Text block below:
Digital Feature: Guiding a chopper valve application
S. GAVINI, Valin Corporation, Chandler, Arizona
A large refinery in California (U.S.) was conducting a turnaround and utilized an outside engineering firm to oversee the process. During this phase, the engineering firm discovered the refinery needed new emergency safety shut-off valves (chopper valves) as part of their regeneration process. The refinery was working with an engineering firm to assist with this process who, in turn, contacted the author’s company. After the author’s company’s team reviewed the specifications, it held an in-depth strategic session with both the engineering firm and the refinery.
The redundant control system. During the discussion and analysis, it was determined that the refinery would specifically need process valves for their chopper valve application. These chopper valves demand redundant solenoid valves to pilot them. However, if not designed properly, these valves can have a higher rate of failure due to the nature of their operation.
With most solenoid valves, the O-rings will be in direct contact with the walls of the chamber while the plunger is in motion. This is what ultimately creates the seal. This means that before moving, the plunger must first overcome the stiction between the O-rings and walls. Thus, if the valve is resting for an extended period, the stiction increases beyond a level where the forces generated by the solenoid coil can overcome it. Furthermore, when any level of water and/or oil is introduced to the mix, the stiction gets even worse. With all these potential concerns in play, the valve’s probability of failure-on-demand (PFD) is increasingly higher. The risks of explosions increase when this happens, resulting in more safety concerns and the likelihood of an unplanned shutdown.
For this reason, it makes logical sense to periodically test solenoid valves to ensure that stiction does not become a significant problem. However, to test the valve, one must bring it through a single cycle. This means you must take the safety instrumented system (SIS) offline. This, in turn, causes costly downtime. This fact was enough to prevent many plant owners from participating in this kind of preventative maintenance. The way to circumvent this is by adding a second solenoid valve to the design. By using this approach, one can test each solenoid individually. Additionally, a controller can be programmed to run periodic tests automatically. This can further prevent valve stiction and lower the average PFD. This is the point where the author’s company’s team assembled a valve package that included a proprietary redundant control systema (RCS) (FIG. 1).
FIG. 1. A view of the proprietary RCSa.
The RCS is the only pilot valve system that has no single point of failure that could result in an unwanted closure of the process valve. The RCS is also fit-for-use in SIL 3 applications and greatly reduces false trip rates. By using a redundant, fault-tolerant architecture, high diagnostic coverage and automated testing, the RCS achieves a higher level of process safety and reliability. It is available in a variety of constructions as well, providing valve diagnostics through automated, online testing.
End of Text block.
▶ _Your objective_: List every abbreviation that the chopper valve article spells out, each with its full form. The rows come from a separate source, not from the chopper valve article.
Information shown below:
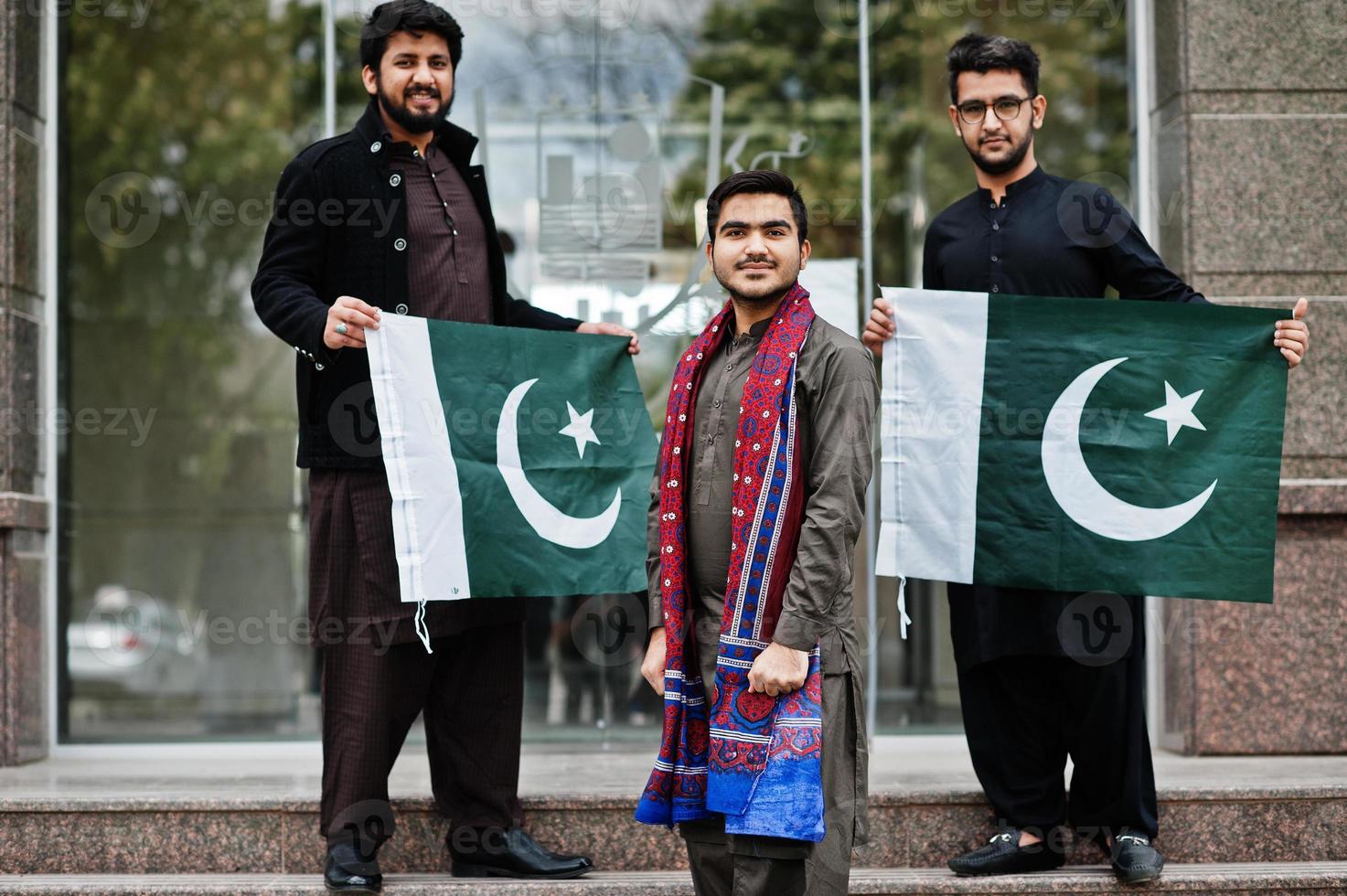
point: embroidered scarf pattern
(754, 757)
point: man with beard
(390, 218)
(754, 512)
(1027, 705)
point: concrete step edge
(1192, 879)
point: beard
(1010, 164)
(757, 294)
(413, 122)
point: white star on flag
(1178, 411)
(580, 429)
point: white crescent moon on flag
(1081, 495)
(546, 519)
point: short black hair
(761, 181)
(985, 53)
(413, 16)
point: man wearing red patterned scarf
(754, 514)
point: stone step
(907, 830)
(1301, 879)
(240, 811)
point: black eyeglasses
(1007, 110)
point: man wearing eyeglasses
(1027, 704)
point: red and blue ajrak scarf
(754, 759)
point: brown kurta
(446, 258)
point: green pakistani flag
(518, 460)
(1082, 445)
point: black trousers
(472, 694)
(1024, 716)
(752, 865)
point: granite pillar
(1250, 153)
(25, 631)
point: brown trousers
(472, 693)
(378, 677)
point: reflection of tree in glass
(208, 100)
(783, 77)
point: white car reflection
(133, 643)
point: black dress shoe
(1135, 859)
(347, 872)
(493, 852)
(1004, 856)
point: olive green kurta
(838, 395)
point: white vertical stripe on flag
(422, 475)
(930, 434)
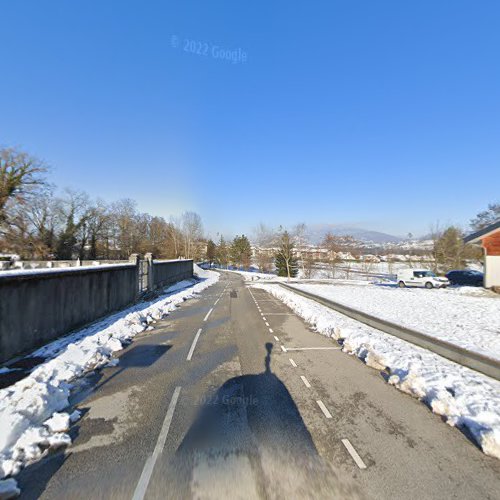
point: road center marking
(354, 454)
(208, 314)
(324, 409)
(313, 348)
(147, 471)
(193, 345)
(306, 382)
End of Information shown.
▶ _Solved problem_:
- PFD: probability of failure-on-demand
- SIS: safety instrumented system
- RCS: redundant control system